__WHAT THE TASK REQUIRES__. Copy out the CH32V003 board notes below word for word, in full.

__PASSAGE__.
<<<<

Here’s an interesting data point that just came to my attention: the on-going experiment with the WCH-official development board for the CH32V003F4P6 device has hung up after 229,552,000,000+ loops. That’s 229 billion with a ‘b’. What caused the hang-up? Unclear.

I was about to shut down the experiment as I thought it was no longer providing any useful data. Well, I was wrong about that. However, it looks more like a testing apparatus failure than the ‘unit under test’ (UUT), as trying to reset the device provided no indication of resumption on the serial console. Unplugging the WCH-LinkE caused the serial terminal to disconnect, as it does, and re-starting the connection showed the recently-reset device counting its millions of loops again. A more self-contained diagnostic set up is certainly worth thinking about at this stage. I’ll just note that here and move on with the other experiments.

I’ll get back to dusting off my C-language framework for these devices now. We’ve got freshly-minted new header files describing all the peripheral registers and all the single-bit-wide settings therein. I’ll take a peek at the -003 support file first and see if everything looks correct.

The first peripheral defined in the SVD file is the PWR power control system. It mostly controls the low power modes, power monitoring facility and ‘automatic wake up’ function. There are only five registers implemented and those are sparsely populated.

There’s going to be a certain amount of “What was I thinking?” involved in this kind of archeology. I see the things that I know for sure should be present, such as the ‘structure of structures’ that I define for each different peripheral, as well as some of the single-bit fields and register addresses.

>>>>

__PROVIDED INFORMATION__.
<<<<

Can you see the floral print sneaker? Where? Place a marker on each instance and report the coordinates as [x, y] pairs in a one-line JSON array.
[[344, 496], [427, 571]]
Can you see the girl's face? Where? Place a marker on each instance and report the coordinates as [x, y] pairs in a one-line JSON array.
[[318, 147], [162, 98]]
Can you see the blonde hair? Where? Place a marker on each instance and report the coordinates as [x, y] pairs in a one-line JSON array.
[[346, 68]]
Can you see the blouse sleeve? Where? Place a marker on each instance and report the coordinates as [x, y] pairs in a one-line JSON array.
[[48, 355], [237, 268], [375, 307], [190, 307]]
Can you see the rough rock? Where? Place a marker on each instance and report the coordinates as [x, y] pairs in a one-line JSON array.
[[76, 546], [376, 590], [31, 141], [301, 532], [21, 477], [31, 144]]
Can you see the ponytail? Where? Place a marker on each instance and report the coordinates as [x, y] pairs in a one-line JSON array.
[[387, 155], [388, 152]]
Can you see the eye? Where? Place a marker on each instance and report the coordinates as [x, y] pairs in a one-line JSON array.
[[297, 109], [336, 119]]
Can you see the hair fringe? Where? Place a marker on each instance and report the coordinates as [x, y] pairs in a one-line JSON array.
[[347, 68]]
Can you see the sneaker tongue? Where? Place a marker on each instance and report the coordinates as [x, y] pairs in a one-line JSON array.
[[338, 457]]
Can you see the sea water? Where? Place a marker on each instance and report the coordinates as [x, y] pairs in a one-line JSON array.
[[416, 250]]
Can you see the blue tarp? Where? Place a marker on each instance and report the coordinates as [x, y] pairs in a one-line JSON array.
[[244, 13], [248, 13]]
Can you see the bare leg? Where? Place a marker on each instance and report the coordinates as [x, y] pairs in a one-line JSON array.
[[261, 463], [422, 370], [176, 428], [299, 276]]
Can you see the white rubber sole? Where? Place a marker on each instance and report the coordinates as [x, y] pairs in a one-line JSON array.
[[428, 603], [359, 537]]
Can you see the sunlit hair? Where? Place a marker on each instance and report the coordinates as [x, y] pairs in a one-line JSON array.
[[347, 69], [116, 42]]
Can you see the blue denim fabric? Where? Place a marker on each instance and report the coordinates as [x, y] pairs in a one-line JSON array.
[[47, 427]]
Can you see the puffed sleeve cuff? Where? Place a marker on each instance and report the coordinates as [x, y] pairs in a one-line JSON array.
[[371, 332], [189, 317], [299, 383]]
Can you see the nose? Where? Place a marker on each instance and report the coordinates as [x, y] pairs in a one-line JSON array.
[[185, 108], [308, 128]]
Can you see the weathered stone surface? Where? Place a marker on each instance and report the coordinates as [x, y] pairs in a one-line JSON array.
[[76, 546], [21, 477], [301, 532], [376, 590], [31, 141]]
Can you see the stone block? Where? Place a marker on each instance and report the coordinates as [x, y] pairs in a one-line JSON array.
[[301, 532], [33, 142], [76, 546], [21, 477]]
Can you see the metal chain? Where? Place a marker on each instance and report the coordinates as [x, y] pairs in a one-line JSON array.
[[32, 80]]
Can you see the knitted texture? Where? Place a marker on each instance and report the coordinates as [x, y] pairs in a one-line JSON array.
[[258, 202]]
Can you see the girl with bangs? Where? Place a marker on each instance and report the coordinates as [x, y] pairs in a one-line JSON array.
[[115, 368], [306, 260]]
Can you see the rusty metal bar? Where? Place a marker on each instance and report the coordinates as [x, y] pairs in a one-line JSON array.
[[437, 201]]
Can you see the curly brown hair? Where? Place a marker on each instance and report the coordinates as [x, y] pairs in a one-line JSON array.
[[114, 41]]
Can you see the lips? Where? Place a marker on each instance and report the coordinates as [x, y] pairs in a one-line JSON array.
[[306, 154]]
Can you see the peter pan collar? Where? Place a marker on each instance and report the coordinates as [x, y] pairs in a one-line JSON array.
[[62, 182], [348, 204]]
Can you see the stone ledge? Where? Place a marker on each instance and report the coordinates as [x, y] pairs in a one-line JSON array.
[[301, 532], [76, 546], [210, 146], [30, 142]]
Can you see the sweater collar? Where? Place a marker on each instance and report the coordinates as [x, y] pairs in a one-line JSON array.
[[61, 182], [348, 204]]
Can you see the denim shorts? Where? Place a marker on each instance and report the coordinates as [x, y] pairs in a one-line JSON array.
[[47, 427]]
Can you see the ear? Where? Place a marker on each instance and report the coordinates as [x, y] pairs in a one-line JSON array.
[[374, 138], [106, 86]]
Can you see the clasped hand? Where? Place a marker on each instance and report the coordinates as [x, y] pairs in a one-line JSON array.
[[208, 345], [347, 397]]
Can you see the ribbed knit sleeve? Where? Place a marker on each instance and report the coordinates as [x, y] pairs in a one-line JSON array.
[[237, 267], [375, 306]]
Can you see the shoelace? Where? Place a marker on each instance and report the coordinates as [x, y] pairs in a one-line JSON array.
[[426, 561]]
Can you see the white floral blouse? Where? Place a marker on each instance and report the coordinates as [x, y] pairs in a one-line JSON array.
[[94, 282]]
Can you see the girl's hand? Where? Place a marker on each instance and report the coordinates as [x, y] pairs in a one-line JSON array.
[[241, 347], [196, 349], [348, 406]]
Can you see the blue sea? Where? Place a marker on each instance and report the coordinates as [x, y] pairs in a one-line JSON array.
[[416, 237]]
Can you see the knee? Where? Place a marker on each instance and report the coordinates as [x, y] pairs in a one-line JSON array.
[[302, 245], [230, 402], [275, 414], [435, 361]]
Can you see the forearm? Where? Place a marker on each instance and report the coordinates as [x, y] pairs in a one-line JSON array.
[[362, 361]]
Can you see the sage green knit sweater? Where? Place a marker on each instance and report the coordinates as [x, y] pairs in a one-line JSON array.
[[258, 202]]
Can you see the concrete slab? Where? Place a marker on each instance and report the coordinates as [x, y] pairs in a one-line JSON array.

>>>>

__ANSWER AREA__.
Here’s an interesting data point that just came to my attention: the on-going experiment with the WCH-official development board for the CH32V003F4P6 device has hung up after 229,552,000,000+ loops. That’s 229 billion with a ‘b’. What caused the hang-up? Unclear.

I was about to shut down the experiment as I thought it was no longer providing any useful data. Well, I was wrong about that. However, it looks more like a testing apparatus failure than the ‘unit under test’ (UUT), as trying to reset the device provided no indication of resumption on the serial console. Unplugging the WCH-LinkE caused the serial terminal to disconnect, as it does, and re-starting the connection showed the recently-reset device counting its millions of loops again. A more self-contained diagnostic set up is certainly worth thinking about at this stage. I’ll just note that here and move on with the other experiments.

I’ll get back to dusting off my C-language framework for these devices now. We’ve got freshly-minted new header files describing all the peripheral registers and all the single-bit-wide settings therein. I’ll take a peek at the -003 support file first and see if everything looks correct.

The first peripheral defined in the SVD file is the PWR power control system. It mostly controls the low power modes, power monitoring facility and ‘automatic wake up’ function. There are only five registers implemented and those are sparsely populated.

There’s going to be a certain amount of “What was I thinking?” involved in this kind of archeology. I see the things that I know for sure should be present, such as the ‘structure of structures’ that I define for each different peripheral, as well as some of the single-bit fields and register addresses.